[R] distance coefficient for amatrix with ngative valus
R. Michael Weylandt
michael.weylandt at gmail.com
Tue Oct 4 21:59:20 CEST 2011
You are, of course, entirely correct and, once again, I tip my hat to
the erudition of those who comment on this list. My initial
formulation, for a distance on a normed space inherited from the norm,
stands trivially, but as you rightly point out, I'm excluding many
interesting and possibly useful norms.
Follies of youth and all that....
Michael
On Tue, Oct 4, 2011 at 2:06 AM, Rolf Turner <rolf.turner at xtra.co.nz> wrote:
> On 04/10/11 17:05, R. Michael Weylandt wrote:
>
> <SNIP>
>>
>> More importantly, as I said in my initial response, any distance
>> metric worth its salt is translation invariant.
>
> <SNIP>
>
> Point of order, Mr. Chairman. (This is really *toadally* off topic;
> my apologies, but I couldn't resist --- I trained as a pure mathematician).
>
> A *metric* need not in general be translation invariant. Indeed a metric
> need not be defined on a space in which translation makes any sense.

### [Dataset records]
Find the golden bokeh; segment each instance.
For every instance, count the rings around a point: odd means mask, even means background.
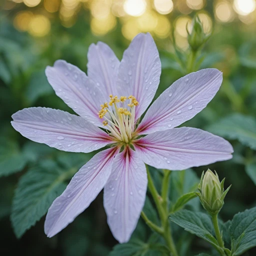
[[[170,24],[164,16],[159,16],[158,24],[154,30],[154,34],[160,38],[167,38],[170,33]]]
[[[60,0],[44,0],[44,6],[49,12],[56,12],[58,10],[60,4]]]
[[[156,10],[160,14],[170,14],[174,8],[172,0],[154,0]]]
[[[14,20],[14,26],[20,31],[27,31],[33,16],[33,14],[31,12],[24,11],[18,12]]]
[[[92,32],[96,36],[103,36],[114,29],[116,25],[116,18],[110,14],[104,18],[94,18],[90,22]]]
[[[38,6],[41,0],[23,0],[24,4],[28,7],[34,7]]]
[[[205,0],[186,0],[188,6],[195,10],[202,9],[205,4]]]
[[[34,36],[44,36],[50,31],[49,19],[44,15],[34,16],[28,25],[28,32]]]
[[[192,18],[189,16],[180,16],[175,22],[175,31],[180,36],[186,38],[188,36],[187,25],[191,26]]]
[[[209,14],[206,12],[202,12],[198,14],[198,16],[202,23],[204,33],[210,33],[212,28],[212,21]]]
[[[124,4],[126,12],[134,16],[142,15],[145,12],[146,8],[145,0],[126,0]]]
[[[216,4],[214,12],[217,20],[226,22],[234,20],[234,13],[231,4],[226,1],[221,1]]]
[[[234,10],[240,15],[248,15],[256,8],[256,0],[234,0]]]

### [To be done]
Answer from the mailing-list message:
1. What did Rolf Turner say he trained as?
2. According to Rolf Turner, what property need a metric not have in general?
3. In his reply, what kind of distance does Michael Weylandt say his initial formulation still holds for?

### [Response to the exercise]
1. A pure mathematician.
2. Translation invariance.
3. A distance on a normed space inherited from the norm.